#### [Teks Bacaan]
━━━━━━━━━━━━━━━━
Oleh Bude Binda
Ya, Anda ingin sport jantung? Harga murah meriah dan dijamin jantung mpot-mpotan (deg-degan terus), merasakan sensasi ketegangan yang bahkan bisa melebihi naik roll coaster atau wahana lain pemicu jantung berdebar lain di Dufan. Di mana Anda bisa menemukan wahana bukan permainan namun bikin jantung benar-benar "sport"?
Tadi saya dari Bank Jateng cabang Banjarnegara. Sebenarnya hanya mengambil tabungan dalam nilai nominal tak seberapa, niat utamanya saya ingin melihat Asih keponakan saya yang menjalani hari keduanya bekerja di Bank ini. Kemarin saya sudah tanya dia kerja di bagian apa, katanya teller. Benar saja saat menulis di slip penarikan, dari jauh sudah kulihat Asih di bagian teller. Saking senang atau apa ya perasaanku campur aduk, aku sampai lupa belum ambil nomor antrian, baru kuambil saat menulis slpi penarikan, berhenti nulisnya, ambil nomor antrian dengan cara memencet mesin antri. Keluarlah angka antriku 99.
━━━━━━━━━━━━━━━━
#### [Yang Harus Dikerjakan]
Tuliskan ulang bagian teks bacaan di atas tanpa perubahan, mulai dari "Tadi saya dari" terus sampai "angka antriku 99.".
━━━━━━━━━━━━━━━━
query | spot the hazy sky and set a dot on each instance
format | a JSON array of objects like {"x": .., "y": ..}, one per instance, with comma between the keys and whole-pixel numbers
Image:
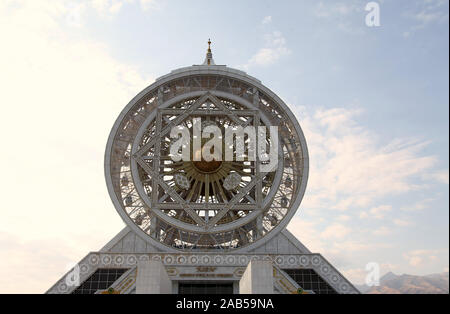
[{"x": 373, "y": 103}]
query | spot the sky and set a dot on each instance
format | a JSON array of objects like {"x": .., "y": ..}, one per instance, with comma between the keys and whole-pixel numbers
[{"x": 373, "y": 103}]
━━━━━━━━━━━━━━━━
#### [Penyelesaian Tugas]
Tadi saya dari Bank Jateng cabang Banjarnegara. Sebenarnya hanya mengambil tabungan dalam nilai nominal tak seberapa, niat utamanya saya ingin melihat Asih keponakan saya yang menjalani hari keduanya bekerja di Bank ini. Kemarin saya sudah tanya dia kerja di bagian apa, katanya teller. Benar saja saat menulis di slip penarikan, dari jauh sudah kulihat Asih di bagian teller. Saking senang atau apa ya perasaanku campur aduk, aku sampai lupa belum ambil nomor antrian, baru kuambil saat menulis slpi penarikan, berhenti nulisnya, ambil nomor antrian dengan cara memencet mesin antri. Keluarlah angka antriku 99.